= Exercise aim =
In the material below, write out each line word for word and omit the pictures.

------------------------------------------------------------------------

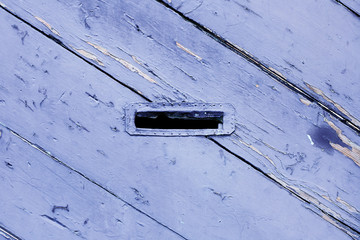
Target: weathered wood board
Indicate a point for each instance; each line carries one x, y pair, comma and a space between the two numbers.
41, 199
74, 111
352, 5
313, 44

------------------------------------------------------------------------

= Expected answer =
Target: weathered wood board
Indicate a point for each instance; each line carries one x, y pair, comma and a space between the two numbers.
41, 199
74, 111
352, 5
313, 44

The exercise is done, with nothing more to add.